By Emma Gilbert - Smith

On 22 November 2017 the Chancellor, Philip Hammond, made the Autumn 2017 Budget statement. As budget statements go, this was one relatively uncontroversial. Many of the measures announced will take effect from 2018/19 and will be included in Finance Bill 2017-18 which will be published on 1 December 2017.

The SWAT tax team have analysed the budget statement documents and  discussed their initial thoughts on the key tax measures in the webinar “Key points from the Autumn 2017 Budget” on 23 November 2017. This webinar can be viewed as a recording if you were unable to watch it live.

Here is our roundup of the key tax measures for the accountant in practice.

Stamp Duty

The headline-grabbing measure was the scrapping of stamp duty for first-time buyers on homes up to £300,000.  This measure will also affect first-time buyers who buy homes valued at up to £500,000. In this case the first £300,000 of the value will be free from stamp duty and the balance will be subject to 5% stamp duty.

This measure will save first-time buyers a maximum of £5,000.

Personal Tax

For 2018/19 the personal allowance will be £11,850 and the basic rate band will be set at £34,500 leading to a higher rate threshold, which will be £46,350.

There are no changes to income tax rates.

The income tax rates and band widths do not apply to Scottish taxpayers; Scottish income tax rates and bands will be announced at the Scottish draft budget on 15 December 2017.

Marriage Allowance allows the transfer of 10% of a taxpayer’s personal allowance to their spouse or civil partner, in some situations. This relief will be extended to allow Marriage Allowance claims in respect of deceased spouses or civil partners, and such claims can be backdated for up to four years.

A package of measures will be introduced to encourage EIS and VCT investment in knowledge-intensive companies. These measures are intended to take effect from 6 April 2018.  Additional measures will be implemented to ensure EIS and VCT-type investment schemes are targeted towards growth investments and not used as part of capital preservation arrangements.

Business Tax

Legislation will be introduced to allow unincorporated property businesses to claim a fixed-rate mileage deduction instead of claiming capital allowances and actual expenses incurred.  The deduction will be available from 6 April 2017.

The government will publish a call for evidence and consider whether rent-a-room relief (currently £7,500 per annum) is consistent with their policy of encouraging longer-term lettings.

### Extracted information
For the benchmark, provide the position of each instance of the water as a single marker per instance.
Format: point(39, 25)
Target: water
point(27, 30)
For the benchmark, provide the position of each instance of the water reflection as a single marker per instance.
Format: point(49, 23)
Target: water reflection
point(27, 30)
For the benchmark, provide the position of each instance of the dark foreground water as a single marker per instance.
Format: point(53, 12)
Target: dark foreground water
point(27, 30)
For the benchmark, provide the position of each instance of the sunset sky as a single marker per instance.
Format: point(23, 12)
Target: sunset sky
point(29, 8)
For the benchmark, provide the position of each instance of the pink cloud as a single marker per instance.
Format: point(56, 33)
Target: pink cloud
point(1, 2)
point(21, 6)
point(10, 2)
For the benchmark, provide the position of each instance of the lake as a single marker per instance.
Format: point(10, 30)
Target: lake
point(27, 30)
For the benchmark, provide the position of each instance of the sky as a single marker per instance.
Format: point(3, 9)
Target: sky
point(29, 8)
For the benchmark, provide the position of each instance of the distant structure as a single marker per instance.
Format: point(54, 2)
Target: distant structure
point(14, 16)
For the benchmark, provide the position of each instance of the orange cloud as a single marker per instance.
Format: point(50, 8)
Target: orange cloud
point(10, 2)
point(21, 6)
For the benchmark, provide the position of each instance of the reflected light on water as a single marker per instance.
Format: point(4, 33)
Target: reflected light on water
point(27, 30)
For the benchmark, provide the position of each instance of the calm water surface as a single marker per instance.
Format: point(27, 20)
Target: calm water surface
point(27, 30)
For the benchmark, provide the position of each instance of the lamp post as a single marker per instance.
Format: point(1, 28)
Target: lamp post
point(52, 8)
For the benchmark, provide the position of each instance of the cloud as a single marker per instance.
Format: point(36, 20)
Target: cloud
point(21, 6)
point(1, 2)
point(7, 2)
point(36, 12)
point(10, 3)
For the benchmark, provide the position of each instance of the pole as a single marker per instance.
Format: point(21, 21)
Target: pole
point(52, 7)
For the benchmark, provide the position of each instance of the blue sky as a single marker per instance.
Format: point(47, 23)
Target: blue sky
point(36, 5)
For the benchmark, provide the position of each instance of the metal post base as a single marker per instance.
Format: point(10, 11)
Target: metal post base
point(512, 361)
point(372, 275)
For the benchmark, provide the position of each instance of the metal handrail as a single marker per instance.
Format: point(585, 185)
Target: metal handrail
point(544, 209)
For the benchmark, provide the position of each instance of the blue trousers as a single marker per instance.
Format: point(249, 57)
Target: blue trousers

### Written problem
Answer these from the budget roundup:
(a) On what date will Finance Bill 2017-18 be published?
(b) What will the personal allowance be for 2018/19?
(c) What is the current annual amount of rent-a-room relief?
The lines are separate material, unrelated to the budget roundup.

### Complete output
(a) 1 December 2017
(b) £11,850
(c) £7,500